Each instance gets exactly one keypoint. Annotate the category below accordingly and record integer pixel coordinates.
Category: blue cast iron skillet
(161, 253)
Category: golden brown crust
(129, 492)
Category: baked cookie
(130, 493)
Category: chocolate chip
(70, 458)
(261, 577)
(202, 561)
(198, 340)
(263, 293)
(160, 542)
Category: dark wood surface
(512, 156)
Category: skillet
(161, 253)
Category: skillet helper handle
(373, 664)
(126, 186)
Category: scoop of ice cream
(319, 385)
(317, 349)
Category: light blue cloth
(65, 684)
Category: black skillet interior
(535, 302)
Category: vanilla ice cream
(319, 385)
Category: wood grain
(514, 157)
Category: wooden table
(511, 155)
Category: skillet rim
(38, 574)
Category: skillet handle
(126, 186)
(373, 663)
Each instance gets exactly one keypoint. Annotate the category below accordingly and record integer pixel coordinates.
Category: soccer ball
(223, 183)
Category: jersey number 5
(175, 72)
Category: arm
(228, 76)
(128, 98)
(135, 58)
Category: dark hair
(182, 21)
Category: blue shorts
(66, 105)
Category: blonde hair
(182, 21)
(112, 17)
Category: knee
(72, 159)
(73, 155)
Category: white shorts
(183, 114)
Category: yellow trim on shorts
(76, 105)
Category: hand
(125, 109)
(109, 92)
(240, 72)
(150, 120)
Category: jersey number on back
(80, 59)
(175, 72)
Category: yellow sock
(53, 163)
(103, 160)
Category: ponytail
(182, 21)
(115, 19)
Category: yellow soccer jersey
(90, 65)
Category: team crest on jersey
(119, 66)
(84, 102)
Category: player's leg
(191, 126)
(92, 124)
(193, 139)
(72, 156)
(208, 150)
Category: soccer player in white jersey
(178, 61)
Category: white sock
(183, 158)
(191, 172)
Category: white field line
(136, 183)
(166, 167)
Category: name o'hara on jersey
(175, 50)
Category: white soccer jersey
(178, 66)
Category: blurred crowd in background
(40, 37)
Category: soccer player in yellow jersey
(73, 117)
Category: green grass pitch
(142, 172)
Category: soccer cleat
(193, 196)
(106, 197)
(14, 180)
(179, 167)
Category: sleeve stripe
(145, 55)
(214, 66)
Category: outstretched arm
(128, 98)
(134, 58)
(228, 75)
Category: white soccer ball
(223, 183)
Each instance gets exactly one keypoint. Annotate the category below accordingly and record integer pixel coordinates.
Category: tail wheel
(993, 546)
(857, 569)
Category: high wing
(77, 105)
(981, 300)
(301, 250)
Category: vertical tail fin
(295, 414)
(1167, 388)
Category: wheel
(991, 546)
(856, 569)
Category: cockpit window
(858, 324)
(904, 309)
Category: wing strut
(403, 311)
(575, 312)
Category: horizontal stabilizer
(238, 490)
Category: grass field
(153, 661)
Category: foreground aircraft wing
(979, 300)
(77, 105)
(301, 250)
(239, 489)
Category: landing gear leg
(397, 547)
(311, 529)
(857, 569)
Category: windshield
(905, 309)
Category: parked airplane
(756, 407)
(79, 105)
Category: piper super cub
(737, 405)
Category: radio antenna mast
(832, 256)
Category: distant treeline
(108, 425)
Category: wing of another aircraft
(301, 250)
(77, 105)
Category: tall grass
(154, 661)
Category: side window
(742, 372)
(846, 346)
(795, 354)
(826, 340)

^^^^

Exercise prompt
Copy all of the material above line for line, without changing a single character.

Solution to this problem
Each instance gets exactly one keypoint. Annotate the category below accordingly and record integer pixel coordinates.
Category: blue cast iron skillet
(161, 253)
Category: golden brown crust
(129, 492)
Category: baked cookie
(130, 493)
Category: chocolate chip
(70, 458)
(261, 577)
(202, 561)
(198, 340)
(263, 293)
(160, 542)
Category: dark wood surface
(512, 156)
Category: skillet
(161, 253)
Category: skillet helper handle
(373, 664)
(126, 186)
Category: scoop of ice cream
(319, 385)
(317, 349)
Category: light blue cloth
(65, 684)
Category: black skillet interior
(535, 302)
Category: vanilla ice cream
(319, 385)
Category: wood grain
(514, 157)
Category: wooden table
(511, 155)
Category: skillet rim
(38, 574)
Category: skillet handle
(126, 186)
(373, 663)
Each instance gets exactly one keypoint. Annotate the category below accordingly and record integer pixel coordinates.
Category: soccer ball
(223, 183)
Category: jersey number 5
(175, 72)
Category: arm
(228, 76)
(128, 98)
(135, 58)
Category: dark hair
(182, 21)
Category: blue shorts
(66, 105)
Category: blonde hair
(182, 21)
(112, 17)
Category: knee
(72, 159)
(73, 155)
Category: white shorts
(183, 114)
Category: yellow trim on shorts
(76, 105)
Category: hand
(125, 109)
(109, 92)
(240, 72)
(150, 120)
Category: jersey number on back
(80, 59)
(175, 72)
Category: yellow sock
(53, 163)
(103, 160)
Category: ponytail
(182, 21)
(115, 19)
Category: yellow soccer jersey
(90, 65)
Category: team crest on jersey
(119, 66)
(84, 102)
Category: player's leg
(191, 126)
(92, 124)
(193, 139)
(72, 156)
(208, 150)
Category: soccer player in white jersey
(178, 61)
Category: white sock
(183, 158)
(191, 172)
Category: white field line
(136, 183)
(166, 167)
Category: name o'hara on jersey
(175, 50)
Category: white soccer jersey
(178, 66)
Category: blurred crowd in background
(40, 37)
Category: soccer player in yellow jersey
(73, 117)
Category: green grass pitch
(142, 172)
Category: soccer cleat
(193, 196)
(106, 197)
(14, 180)
(179, 167)
Category: sleeve stripe
(145, 55)
(214, 66)
Category: outstretched arm
(128, 98)
(134, 58)
(228, 75)
Category: white soccer ball
(223, 183)
Each instance gets exactly one keypoint. Annotate the category below accordingly and record integer pixel coordinates.
Category: tail wheel
(993, 546)
(857, 569)
Category: high wing
(77, 105)
(981, 300)
(301, 250)
Category: vertical tail fin
(295, 414)
(1167, 388)
Category: wheel
(991, 546)
(856, 569)
Category: cockpit window
(858, 324)
(904, 309)
Category: wing strut
(403, 311)
(575, 312)
Category: horizontal stabilizer
(238, 490)
Category: grass field
(153, 661)
Category: foreground aircraft wing
(979, 300)
(77, 105)
(301, 250)
(239, 489)
Category: landing gear leg
(397, 547)
(311, 529)
(857, 569)
Category: windshield
(905, 309)
Category: parked airplane
(756, 407)
(79, 105)
Category: piper super cub
(737, 405)
Category: radio antenna mast
(832, 256)
Category: distant treeline
(108, 425)
Category: wing of another aircraft
(301, 250)
(77, 105)
Category: tall grass
(154, 661)
Category: side window
(742, 372)
(846, 346)
(795, 354)
(826, 340)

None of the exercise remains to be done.